» What is asked:
Write out every entry exactly as it stands.

(Stored items)
— begin —

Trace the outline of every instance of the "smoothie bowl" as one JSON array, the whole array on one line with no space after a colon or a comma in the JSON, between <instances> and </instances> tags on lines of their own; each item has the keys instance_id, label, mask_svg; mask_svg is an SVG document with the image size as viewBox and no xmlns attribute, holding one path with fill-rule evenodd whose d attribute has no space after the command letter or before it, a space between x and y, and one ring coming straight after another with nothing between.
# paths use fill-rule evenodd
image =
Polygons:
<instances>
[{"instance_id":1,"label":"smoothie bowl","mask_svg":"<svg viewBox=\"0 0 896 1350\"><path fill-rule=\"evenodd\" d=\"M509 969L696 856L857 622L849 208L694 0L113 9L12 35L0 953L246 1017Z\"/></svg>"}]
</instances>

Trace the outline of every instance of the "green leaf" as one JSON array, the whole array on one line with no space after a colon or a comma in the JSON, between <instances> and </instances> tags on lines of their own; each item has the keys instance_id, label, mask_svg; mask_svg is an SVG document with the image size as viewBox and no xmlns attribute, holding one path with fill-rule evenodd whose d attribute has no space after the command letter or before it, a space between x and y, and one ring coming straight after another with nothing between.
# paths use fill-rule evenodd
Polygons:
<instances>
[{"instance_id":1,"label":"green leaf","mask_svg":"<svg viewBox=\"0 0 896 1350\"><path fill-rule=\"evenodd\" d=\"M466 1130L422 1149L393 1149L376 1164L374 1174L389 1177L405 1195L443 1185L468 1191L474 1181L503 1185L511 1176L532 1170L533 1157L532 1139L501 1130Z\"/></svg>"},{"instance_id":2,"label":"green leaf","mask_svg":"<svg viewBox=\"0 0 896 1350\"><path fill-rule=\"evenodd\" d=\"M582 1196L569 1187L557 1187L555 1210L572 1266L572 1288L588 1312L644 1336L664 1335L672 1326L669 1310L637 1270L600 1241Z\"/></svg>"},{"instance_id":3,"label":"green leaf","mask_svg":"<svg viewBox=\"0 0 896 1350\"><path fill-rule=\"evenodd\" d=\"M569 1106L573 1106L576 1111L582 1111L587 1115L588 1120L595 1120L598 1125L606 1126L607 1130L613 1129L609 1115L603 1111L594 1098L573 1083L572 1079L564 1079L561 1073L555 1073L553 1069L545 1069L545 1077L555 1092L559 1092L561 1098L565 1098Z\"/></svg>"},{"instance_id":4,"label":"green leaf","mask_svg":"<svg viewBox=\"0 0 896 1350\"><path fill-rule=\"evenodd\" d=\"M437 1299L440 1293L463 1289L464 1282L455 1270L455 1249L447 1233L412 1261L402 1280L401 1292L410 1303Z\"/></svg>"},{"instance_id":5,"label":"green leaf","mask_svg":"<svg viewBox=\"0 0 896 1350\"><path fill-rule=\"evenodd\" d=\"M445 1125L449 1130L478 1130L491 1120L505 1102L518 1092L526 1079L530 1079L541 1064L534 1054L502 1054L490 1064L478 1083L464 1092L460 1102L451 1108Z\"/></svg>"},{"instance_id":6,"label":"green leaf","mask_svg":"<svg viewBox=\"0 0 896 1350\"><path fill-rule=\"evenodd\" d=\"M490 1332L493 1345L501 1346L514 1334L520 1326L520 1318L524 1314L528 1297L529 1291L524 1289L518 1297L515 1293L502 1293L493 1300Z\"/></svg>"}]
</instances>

— end —

» Exercise output:
Trace the outline of every instance of the "smoothie bowl" as one JSON array, the whole array on one line with no space after a colon or a comma in the JSON, between <instances> and </instances> tags on lines of their own; each item has the keys instance_id, label, mask_svg; mask_svg is an SVG document with the image size as viewBox and no xmlns attribute, holding one path with fill-rule evenodd whose d attribute has no space after the command letter or before it, a space between x and y, and one ring coming straight after another with nothing between.
# paths use fill-rule evenodd
image =
Polygons:
<instances>
[{"instance_id":1,"label":"smoothie bowl","mask_svg":"<svg viewBox=\"0 0 896 1350\"><path fill-rule=\"evenodd\" d=\"M509 969L696 856L857 622L849 208L694 0L113 9L12 35L0 953L246 1017Z\"/></svg>"}]
</instances>

Trace the outline of every instance of the "green leaf" as one JSON array, the whole array on one line with no space after a colon or a comma in the JSON, between <instances> and </instances> tags on lines of their own; each item has the keys instance_id, label, mask_svg; mask_svg is an SVG document with the image size as viewBox and no xmlns attribute, holding one path with fill-rule evenodd whose d attribute has no space after the command letter or before it, a space between x and y, and one ring coming straight after another with nothing between.
# paths use fill-rule evenodd
Polygons:
<instances>
[{"instance_id":1,"label":"green leaf","mask_svg":"<svg viewBox=\"0 0 896 1350\"><path fill-rule=\"evenodd\" d=\"M466 1130L422 1149L393 1149L376 1164L374 1174L389 1177L405 1195L443 1185L468 1191L474 1181L503 1185L511 1176L532 1170L533 1157L532 1139L501 1130Z\"/></svg>"},{"instance_id":2,"label":"green leaf","mask_svg":"<svg viewBox=\"0 0 896 1350\"><path fill-rule=\"evenodd\" d=\"M582 1196L569 1187L557 1187L555 1210L572 1266L572 1288L588 1312L644 1336L664 1335L672 1326L669 1310L637 1270L600 1241Z\"/></svg>"},{"instance_id":3,"label":"green leaf","mask_svg":"<svg viewBox=\"0 0 896 1350\"><path fill-rule=\"evenodd\" d=\"M569 1106L573 1106L576 1111L582 1111L587 1115L588 1120L595 1120L598 1125L606 1126L607 1130L613 1129L609 1115L603 1111L594 1098L573 1083L572 1079L564 1079L561 1073L555 1073L553 1069L545 1069L545 1077L555 1092L559 1092L561 1098L565 1098Z\"/></svg>"},{"instance_id":4,"label":"green leaf","mask_svg":"<svg viewBox=\"0 0 896 1350\"><path fill-rule=\"evenodd\" d=\"M437 1299L440 1293L463 1289L464 1282L455 1270L455 1249L447 1233L412 1261L402 1280L401 1292L410 1303Z\"/></svg>"},{"instance_id":5,"label":"green leaf","mask_svg":"<svg viewBox=\"0 0 896 1350\"><path fill-rule=\"evenodd\" d=\"M445 1125L449 1130L478 1130L491 1120L505 1102L518 1092L526 1079L530 1079L541 1064L534 1054L502 1054L490 1064L478 1083L464 1092L460 1102L451 1108Z\"/></svg>"},{"instance_id":6,"label":"green leaf","mask_svg":"<svg viewBox=\"0 0 896 1350\"><path fill-rule=\"evenodd\" d=\"M490 1332L493 1345L501 1346L514 1334L520 1326L520 1318L524 1314L528 1297L529 1291L524 1289L518 1297L515 1293L502 1293L493 1300Z\"/></svg>"}]
</instances>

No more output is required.